Given instruction = Please filter the entries below down to the lines that contain the string "gondola", treating uppercase and lowercase as different. Copy each matching line in full.

Data drawn from a collection
·····

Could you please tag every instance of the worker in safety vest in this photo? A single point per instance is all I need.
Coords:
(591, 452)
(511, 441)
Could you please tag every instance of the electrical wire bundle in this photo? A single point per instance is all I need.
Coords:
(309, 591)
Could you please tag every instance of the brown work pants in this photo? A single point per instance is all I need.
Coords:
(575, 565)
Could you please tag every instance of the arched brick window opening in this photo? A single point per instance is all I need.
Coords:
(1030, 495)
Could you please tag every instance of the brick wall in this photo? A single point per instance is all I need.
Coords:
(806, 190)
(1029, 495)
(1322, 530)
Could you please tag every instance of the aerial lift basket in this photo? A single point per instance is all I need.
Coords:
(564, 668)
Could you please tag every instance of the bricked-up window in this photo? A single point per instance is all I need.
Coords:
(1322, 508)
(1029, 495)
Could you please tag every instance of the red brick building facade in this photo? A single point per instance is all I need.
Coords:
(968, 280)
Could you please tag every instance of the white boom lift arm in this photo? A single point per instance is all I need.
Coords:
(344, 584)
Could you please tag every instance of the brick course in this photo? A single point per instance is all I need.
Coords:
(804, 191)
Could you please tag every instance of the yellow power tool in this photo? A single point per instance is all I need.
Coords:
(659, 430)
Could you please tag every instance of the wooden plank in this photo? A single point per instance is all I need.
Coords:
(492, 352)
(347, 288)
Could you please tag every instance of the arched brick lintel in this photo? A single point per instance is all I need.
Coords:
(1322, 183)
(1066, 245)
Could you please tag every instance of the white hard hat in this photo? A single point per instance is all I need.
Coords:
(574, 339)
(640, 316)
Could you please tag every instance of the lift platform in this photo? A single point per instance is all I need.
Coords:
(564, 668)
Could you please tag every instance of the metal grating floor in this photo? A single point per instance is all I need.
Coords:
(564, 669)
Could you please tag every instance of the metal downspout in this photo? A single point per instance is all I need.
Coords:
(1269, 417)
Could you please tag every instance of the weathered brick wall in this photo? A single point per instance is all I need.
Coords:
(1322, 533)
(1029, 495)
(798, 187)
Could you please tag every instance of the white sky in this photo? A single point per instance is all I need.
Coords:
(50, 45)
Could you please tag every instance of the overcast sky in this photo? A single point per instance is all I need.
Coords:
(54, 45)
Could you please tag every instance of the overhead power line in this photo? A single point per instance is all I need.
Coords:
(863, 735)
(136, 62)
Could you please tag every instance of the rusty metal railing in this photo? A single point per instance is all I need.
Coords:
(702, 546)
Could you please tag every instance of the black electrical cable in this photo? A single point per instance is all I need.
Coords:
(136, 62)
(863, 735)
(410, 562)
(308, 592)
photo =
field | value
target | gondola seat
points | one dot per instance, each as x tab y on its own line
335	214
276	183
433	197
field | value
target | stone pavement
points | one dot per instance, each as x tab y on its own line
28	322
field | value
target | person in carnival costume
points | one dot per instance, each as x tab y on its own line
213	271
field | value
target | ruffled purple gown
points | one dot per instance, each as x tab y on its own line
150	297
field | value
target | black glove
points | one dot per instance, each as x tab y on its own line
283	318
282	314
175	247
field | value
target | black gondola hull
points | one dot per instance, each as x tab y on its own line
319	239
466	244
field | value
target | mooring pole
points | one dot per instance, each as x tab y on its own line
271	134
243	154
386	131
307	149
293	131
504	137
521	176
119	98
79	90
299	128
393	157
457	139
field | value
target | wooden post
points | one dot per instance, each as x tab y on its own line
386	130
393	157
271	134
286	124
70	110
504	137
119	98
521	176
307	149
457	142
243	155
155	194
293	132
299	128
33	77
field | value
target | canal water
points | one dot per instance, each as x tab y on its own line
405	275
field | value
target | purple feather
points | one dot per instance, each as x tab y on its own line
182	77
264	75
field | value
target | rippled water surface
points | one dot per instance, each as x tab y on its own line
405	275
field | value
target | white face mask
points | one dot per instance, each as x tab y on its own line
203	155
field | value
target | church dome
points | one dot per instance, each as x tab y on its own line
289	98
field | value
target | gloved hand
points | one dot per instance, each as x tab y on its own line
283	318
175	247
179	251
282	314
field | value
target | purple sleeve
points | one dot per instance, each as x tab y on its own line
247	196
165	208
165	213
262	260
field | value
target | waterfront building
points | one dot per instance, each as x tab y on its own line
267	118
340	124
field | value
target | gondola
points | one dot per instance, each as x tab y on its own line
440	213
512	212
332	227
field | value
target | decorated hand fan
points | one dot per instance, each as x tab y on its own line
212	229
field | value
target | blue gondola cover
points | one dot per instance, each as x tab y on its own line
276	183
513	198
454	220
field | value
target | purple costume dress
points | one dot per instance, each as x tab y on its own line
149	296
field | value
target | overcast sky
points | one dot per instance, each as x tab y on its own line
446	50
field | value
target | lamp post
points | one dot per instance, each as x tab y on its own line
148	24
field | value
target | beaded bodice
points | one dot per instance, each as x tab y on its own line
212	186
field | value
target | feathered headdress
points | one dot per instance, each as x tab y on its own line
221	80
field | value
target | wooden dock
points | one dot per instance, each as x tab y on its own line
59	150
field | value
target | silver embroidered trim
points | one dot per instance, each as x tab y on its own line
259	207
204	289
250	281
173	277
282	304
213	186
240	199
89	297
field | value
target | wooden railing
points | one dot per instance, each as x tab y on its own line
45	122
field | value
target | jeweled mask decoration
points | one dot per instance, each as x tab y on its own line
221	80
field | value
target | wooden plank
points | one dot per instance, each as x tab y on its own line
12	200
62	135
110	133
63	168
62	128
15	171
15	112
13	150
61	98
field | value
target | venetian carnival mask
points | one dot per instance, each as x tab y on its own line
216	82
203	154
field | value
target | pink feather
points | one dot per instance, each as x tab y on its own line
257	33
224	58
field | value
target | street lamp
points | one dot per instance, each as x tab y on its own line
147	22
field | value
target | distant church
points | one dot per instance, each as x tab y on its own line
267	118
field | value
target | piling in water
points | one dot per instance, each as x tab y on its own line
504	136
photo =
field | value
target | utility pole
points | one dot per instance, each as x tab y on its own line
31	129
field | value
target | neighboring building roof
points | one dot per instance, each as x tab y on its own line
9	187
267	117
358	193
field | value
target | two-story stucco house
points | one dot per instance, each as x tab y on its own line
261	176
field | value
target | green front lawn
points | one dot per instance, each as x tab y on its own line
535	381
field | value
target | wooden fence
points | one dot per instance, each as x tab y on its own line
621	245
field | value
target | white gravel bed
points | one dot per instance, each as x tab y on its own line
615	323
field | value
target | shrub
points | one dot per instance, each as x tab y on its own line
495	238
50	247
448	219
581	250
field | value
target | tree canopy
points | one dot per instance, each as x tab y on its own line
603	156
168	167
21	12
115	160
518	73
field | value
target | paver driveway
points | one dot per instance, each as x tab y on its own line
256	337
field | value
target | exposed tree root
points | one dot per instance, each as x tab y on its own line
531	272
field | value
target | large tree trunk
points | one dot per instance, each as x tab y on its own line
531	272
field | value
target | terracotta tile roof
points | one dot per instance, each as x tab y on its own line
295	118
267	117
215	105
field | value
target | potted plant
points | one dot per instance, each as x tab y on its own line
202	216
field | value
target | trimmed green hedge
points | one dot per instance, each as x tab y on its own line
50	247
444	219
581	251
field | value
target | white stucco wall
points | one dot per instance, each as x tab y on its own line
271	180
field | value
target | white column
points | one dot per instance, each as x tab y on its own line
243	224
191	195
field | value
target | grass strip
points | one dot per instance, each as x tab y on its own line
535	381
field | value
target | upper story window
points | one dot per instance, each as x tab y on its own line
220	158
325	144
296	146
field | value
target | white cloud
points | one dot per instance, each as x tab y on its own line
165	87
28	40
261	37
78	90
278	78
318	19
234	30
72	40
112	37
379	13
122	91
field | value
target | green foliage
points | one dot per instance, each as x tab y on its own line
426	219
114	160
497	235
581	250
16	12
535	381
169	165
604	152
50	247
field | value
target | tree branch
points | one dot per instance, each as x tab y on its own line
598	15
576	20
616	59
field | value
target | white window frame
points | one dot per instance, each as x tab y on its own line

·····

Result =
target | gondola seat
target | black gondola hull
target | gondola
target | blue gondola cover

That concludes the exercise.